(Source data)

------------------------------------------------------------

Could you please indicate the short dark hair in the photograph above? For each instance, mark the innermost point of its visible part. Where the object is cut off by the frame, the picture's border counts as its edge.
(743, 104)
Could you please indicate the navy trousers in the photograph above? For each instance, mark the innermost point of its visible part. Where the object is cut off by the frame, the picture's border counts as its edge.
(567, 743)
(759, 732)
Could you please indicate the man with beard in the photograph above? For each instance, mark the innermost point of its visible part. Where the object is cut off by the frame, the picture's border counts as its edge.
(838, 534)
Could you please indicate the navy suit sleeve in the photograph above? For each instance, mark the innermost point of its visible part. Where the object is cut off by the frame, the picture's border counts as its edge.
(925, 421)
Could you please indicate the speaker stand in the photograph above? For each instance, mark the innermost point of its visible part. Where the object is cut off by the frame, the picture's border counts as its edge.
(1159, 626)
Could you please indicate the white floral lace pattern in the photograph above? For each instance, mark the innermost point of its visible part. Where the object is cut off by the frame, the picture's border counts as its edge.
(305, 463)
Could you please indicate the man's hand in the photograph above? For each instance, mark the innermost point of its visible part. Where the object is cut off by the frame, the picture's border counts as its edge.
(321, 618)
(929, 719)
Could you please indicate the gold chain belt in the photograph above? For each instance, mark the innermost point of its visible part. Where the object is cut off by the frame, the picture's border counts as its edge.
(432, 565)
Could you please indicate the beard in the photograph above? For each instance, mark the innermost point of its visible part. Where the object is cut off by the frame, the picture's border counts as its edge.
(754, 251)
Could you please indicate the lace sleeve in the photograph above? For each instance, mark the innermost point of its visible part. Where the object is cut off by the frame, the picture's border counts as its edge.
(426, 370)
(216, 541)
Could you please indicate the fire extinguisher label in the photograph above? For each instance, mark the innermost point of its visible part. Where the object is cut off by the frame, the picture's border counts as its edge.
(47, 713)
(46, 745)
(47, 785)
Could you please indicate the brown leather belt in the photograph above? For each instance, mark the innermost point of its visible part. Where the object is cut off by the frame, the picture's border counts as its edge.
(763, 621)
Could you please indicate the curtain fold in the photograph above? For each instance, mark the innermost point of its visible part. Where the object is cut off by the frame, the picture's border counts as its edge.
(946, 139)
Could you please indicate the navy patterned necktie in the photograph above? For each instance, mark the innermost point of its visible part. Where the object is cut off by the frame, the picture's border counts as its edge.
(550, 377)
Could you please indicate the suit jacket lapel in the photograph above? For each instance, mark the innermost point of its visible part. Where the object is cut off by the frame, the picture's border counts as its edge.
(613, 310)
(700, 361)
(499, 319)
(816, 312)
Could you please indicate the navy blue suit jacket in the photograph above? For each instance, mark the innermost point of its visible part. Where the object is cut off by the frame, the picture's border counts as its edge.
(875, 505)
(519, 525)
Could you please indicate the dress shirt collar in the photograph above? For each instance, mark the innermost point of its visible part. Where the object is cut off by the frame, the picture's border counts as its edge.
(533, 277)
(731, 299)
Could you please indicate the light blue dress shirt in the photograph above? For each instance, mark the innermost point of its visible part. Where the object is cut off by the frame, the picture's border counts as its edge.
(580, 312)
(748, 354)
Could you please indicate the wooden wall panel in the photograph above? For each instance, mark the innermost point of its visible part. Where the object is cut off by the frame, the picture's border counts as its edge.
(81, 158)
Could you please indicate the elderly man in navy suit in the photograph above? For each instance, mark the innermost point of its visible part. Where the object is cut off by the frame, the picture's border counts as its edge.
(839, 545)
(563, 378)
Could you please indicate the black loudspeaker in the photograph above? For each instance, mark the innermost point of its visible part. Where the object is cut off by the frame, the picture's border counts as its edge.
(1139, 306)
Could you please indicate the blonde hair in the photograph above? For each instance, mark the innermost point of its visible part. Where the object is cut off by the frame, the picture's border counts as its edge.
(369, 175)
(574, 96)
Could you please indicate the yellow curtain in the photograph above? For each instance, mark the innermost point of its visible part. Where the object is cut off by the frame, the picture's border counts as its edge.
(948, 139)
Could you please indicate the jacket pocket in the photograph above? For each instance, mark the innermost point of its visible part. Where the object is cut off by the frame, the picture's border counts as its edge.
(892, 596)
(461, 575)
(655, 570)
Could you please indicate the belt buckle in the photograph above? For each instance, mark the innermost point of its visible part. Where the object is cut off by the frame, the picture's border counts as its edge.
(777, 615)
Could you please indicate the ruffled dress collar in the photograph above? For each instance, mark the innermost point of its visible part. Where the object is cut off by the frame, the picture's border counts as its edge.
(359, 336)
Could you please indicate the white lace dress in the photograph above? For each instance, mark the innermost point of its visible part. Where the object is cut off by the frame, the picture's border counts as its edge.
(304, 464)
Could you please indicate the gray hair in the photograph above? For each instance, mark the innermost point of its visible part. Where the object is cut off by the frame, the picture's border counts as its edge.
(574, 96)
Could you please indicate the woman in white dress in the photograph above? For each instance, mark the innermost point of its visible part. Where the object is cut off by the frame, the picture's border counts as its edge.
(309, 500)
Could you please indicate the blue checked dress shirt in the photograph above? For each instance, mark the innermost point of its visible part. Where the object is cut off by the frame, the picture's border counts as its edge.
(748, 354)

------------------------------------------------------------

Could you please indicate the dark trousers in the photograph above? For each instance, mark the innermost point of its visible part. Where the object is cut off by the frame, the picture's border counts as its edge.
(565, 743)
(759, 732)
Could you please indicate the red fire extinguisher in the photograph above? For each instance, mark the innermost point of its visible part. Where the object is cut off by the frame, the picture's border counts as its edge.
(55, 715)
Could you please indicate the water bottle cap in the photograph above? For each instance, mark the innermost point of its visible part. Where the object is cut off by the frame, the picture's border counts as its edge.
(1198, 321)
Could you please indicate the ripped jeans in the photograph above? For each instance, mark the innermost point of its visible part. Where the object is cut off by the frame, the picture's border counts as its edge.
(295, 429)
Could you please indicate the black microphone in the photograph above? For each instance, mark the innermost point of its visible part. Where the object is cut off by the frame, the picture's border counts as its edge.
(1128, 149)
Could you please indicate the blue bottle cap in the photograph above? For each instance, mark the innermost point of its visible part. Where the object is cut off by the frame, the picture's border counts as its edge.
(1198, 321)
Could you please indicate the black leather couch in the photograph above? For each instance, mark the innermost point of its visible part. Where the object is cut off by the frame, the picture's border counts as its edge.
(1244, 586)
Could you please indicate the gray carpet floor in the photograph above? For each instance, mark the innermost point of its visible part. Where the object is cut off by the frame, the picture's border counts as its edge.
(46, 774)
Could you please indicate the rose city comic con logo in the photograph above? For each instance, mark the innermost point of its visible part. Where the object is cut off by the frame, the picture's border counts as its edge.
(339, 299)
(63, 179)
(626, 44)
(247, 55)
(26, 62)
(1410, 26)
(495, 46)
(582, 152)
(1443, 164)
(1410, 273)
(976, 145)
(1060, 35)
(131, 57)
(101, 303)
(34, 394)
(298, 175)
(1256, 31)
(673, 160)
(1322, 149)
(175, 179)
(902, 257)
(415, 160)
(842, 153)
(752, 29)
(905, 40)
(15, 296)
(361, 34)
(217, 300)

------------------------------------------------------------

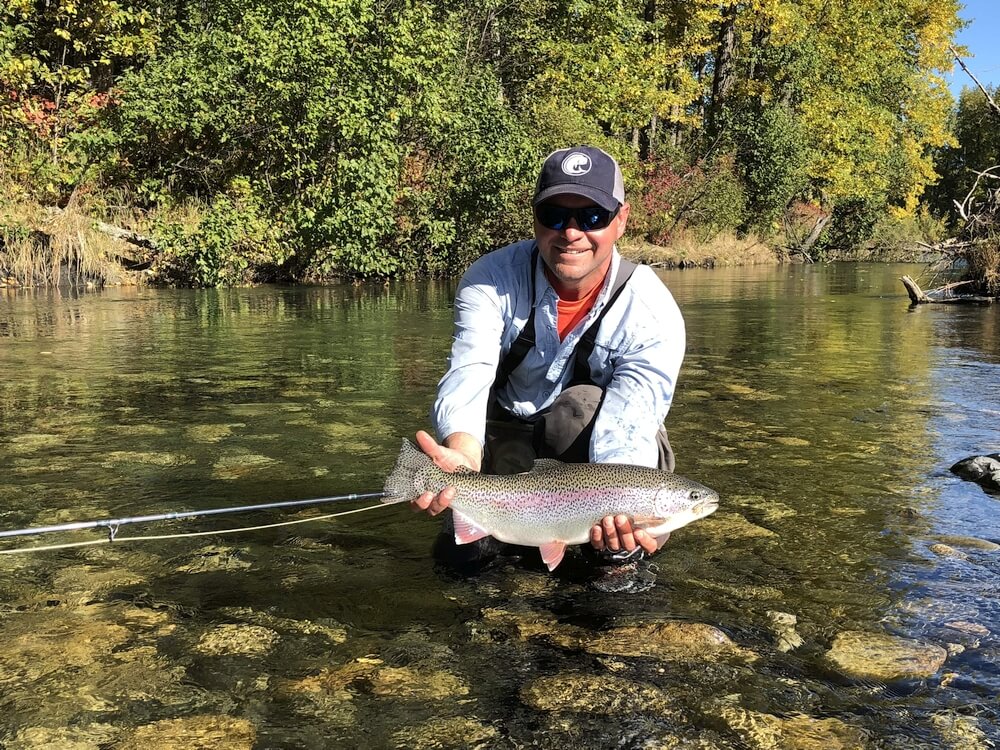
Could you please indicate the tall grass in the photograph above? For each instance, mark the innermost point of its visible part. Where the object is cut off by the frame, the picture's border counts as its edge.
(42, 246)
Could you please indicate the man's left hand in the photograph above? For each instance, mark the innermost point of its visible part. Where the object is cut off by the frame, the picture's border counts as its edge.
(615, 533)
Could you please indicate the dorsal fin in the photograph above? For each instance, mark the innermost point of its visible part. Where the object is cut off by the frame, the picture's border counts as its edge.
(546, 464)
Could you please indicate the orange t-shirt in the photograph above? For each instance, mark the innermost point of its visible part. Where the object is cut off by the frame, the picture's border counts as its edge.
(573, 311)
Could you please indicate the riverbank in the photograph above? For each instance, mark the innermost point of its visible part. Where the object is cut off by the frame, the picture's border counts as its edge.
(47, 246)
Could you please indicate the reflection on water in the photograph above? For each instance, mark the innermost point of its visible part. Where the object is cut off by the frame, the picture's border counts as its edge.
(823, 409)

------------------------------------------------------------

- **Aim of the task**
How many lines in the entries above contain the string "grass", with case counting? Reply with the number alone.

- **Response to this task**
1